Apache Atlas Reference

HiveServer entities created in Atlas

Each HiveServer entity in Atlas includes detailed metadata collected from Hive.

The following diagrams show a summary of the entities created in Atlas for Hive operations and assets. The supertypes that contribute attributes to the entity types are shaded.

Figure 1. Atlas Entity Types for HiveServer Data Sets

Figure 2. Atlas Entity Types for HiveServer Processes

The metadata collected for each entity type is as follows:

Hive Process🔗


Identifier	Example content
typeName	`hive_process`
guid	System generated ID. This value is used to identify the entity in the Atlas Dashboard URL.
qualifiedName	`<database>.<target table>@<clustername>:<generated ID>` The generated ID is distinct from the GUID.
name	Text of the query.
inputs	List of the input tables or views, including each entity’s type name and the qualified name.
outputs	List of the output objects, including each entity’s type name and the qualified name.
recentQueries	Last query executed (duplicated in `process_execution`).
operationType	One of the operations that triggers metadata collection.
queryPlan	Reserved for future use.

Hive Process Execution🔗


Identifier	Example Content
typeName	`hive_process_execution`
guid	System generated ID. This value is used to identify the entity in the Atlas Dashboard URL.
qualifiedName	`<database>.<target table>@<clustername>:<ID from process qualified name>:<ID from the process execution name>:<generated ID for this process execution>`
name	Text of the query with a system-generated ID added to the end.
queryText	Text of the query.
queryPlan	Reserved for future use.
queryId	`impala_<date as yyyymmddhhmmss>_<generated id>`
startTime	Query start time.
endTime	Query end time.
userName	The user who ran the query.
Relationship: Process	One process to one or more process executions. `hive_process_process_execution`

Hive Database🔗


Identifier	Example Content
typeName	`hive_db`
guid	System generated ID. This value is used to identify the entity in the Atlas Dashboard URL.
qualifiedName	`<database>@<clustername>`
name	Database name as reported from Hive.
clusterName	Cluster name.
location	The file system path where the backing files for the database are stored. This could be an HDFS path, an AWS S3 object, or an Azure data storage location.
owner	The user who initially created the database.
ownerType	The principal type of the database owner. Could be USER, ROLE, or GROUP.
parameters	Additional key-value pair metadata that comes from Hive such as table size, number of rows, and number of storage files.
Relationship: Table	One database to many tables. `hive_table_db`
Relationship: Database DDL	One database to many database DDL entities. `hive_db_ddl_queries`

Hive Table🔗


Identifier	Example Content
typeName	`hive_table`
guid	System generated ID. This value is used to identify the entity in the Atlas Dashboard URL.
qualifiedName	`<database>.<tablename>@<clustername>`
name	Table name.
columns	List of the columns defined in the table. The Atlas Dashboard shows these as links to the column entity details.

### INFORMATION SUPPLIED

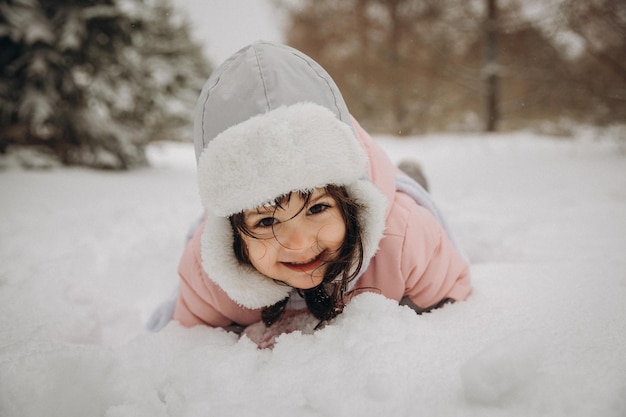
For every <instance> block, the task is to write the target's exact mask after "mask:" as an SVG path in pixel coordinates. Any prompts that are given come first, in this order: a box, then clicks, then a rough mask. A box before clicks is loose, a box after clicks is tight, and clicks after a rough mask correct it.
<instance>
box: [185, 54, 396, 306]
mask: <svg viewBox="0 0 626 417" xmlns="http://www.w3.org/2000/svg"><path fill="white" fill-rule="evenodd" d="M194 142H195V146H196V157H197V160H198V185H199V190H200V198H201V200H202V204H203V206H204V208H205V209H206V218H205V227H204V231H203V234H202V248H201V251H202V253H201V256H202V267H203V269H204V271H205V272H206V273H207V275H208V277H209V279H211V280H212V281H213V282H215V283H216V284H217V285H218V286H219V287H220V288H221V289H222V290H224V292H225V293H226V294H227V295H228V296H229V297H230V298H231V299H232V300H234V301H235V302H237V303H238V304H239V305H241V306H243V307H246V308H252V309H254V308H261V307H264V306H270V305H273V304H276V303H277V302H279V301H281V300H283V299H284V298H285V297H288V296H290V295H293V293H292V288H291V287H288V286H286V285H282V284H280V283H277V282H274V280H272V279H271V278H268V277H266V276H264V275H262V274H261V273H259V272H258V271H257V270H256V269H254V268H253V267H252V266H251V265H244V264H240V263H239V261H238V260H237V258H236V256H235V254H234V251H233V239H234V235H233V230H232V227H231V225H230V221H229V219H228V218H229V216H230V215H232V214H233V213H237V212H241V211H242V210H244V209H251V208H254V207H258V206H259V205H262V204H265V203H268V202H271V201H272V200H273V199H274V198H276V197H279V196H281V195H285V194H286V193H288V192H290V191H295V190H311V189H314V188H318V187H324V186H326V185H328V184H335V185H340V186H344V187H345V188H346V190H347V192H348V194H349V195H350V196H351V197H352V198H354V199H355V200H356V201H357V202H358V203H359V205H360V206H361V209H360V210H359V214H358V218H359V224H360V226H361V232H362V242H363V261H364V262H363V265H361V270H360V271H356V270H355V271H354V272H359V273H360V272H362V271H363V270H365V268H366V266H367V264H368V263H369V260H370V259H371V258H372V257H373V256H374V254H375V252H376V250H377V249H378V243H379V241H380V239H381V238H382V236H383V230H384V227H385V211H386V207H387V200H386V198H385V196H384V194H382V193H381V191H380V190H378V189H377V188H376V186H375V185H374V184H373V183H372V182H371V180H370V178H369V177H368V175H367V164H368V156H367V153H366V151H365V149H364V147H363V146H362V145H361V143H360V142H359V139H358V138H357V137H356V135H355V130H354V128H353V127H352V119H351V117H350V114H349V112H348V109H347V107H346V105H345V102H344V101H343V98H342V97H341V94H340V93H339V90H338V89H337V86H336V85H335V83H334V82H333V81H332V79H331V78H330V76H329V75H328V74H327V73H326V71H324V70H323V69H322V68H321V67H320V66H319V65H318V64H317V63H315V62H314V61H313V60H312V59H310V58H309V57H307V56H306V55H304V54H302V53H301V52H299V51H297V50H295V49H292V48H289V47H286V46H283V45H275V44H272V43H268V42H258V43H255V44H252V45H250V46H248V47H246V48H244V49H242V50H240V51H239V52H237V53H236V54H235V55H234V56H232V57H231V58H229V59H228V60H227V61H226V62H225V63H224V64H222V65H221V66H220V67H219V68H218V69H217V70H216V71H215V72H214V73H213V74H212V75H211V77H210V78H209V80H208V81H207V83H206V85H205V87H204V89H203V90H202V93H201V95H200V98H199V101H198V106H197V110H196V119H195V130H194ZM356 264H357V263H355V265H354V268H356V267H357V266H356Z"/></svg>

### TASK LIST
a) In the Apache Atlas reference, which principal types can the owner of a Hive database have?
b) Give every typeName value listed in the Apache Atlas reference.
c) Go on with the Apache Atlas reference on HiveServer entities from its last line.
The material is separate from the Apache Atlas reference and stands on its own.

### EXPECTED RESPONSES
a) USER, ROLE, or GROUP.

b) hive_process, hive_process_execution, hive_db, hive_table

c)
owner	The user who created the table.
parameters	Table details from HiveServer such as: totalSize External numFiles transient_lastDdlTime bucketing_version
retention	Provided by HS2. Integer value
sd	The location of the table data, the storage description. `<database>.<table>@<clustername>_storage`
tableType	How the table was created: one of EXTERNAL_TABLE, VIRTUAL_VIEW, or MANAGED_TABLE.
Relationship: Database	One database to many tables. `hive_table_db`
Relationship: Columns	One table to one or more columns. `hive_table_columns`
Relationship: Partition Key Column	One table to one or more columns that are partition keys. `hive_table_partitionkeys`
Relationship: Storage Description	One table to one storage description. `hive_table_storagedesc`
Relationship: DDL	One table to many DDL entities. `hive_table_ddl_queries`

Hive Column🔗


Identifier	Example Content
typeName	`hive_column`
comment	Metadata from Hive from the column description.
name	Column name as reported by HMS.
owner	Table owner name as reported by HMS.
position	This column’s position in the list of columns in a zero-based index.
qualifiedName	`<database>.<table>.<column>@<clustername>`
table	Table name. Also modeled as relationship.
type	Column data type as reported by HMS.
Relationship: table	One table to one or more columns. `hive_table_columns`
Relationship: inputToProcesses	The `hive_column_lineage` entities that include this column in the input to a transformation. The relationship type is `dataset_process_inputs`.
Relationship: outputFromProcesses	The `hive_column_lineage` entities that include this column in the output to a transformation. The relationship type is `process_dataset_outputs`.
Relationship: Table	One table to one or more columns. `hive_table_columns`
Relationship: Partition Key Column	One table to one or more columns that are partition keys. `hive_table_partitionkeys`

Hive Column Lineage🔗


Identifier	Example Content
typeName	`hive_column_lineage`
dependencyType	The type of relationship between the input and output columns; one of SIMPLE, EXPRESSION, or SCRIPT.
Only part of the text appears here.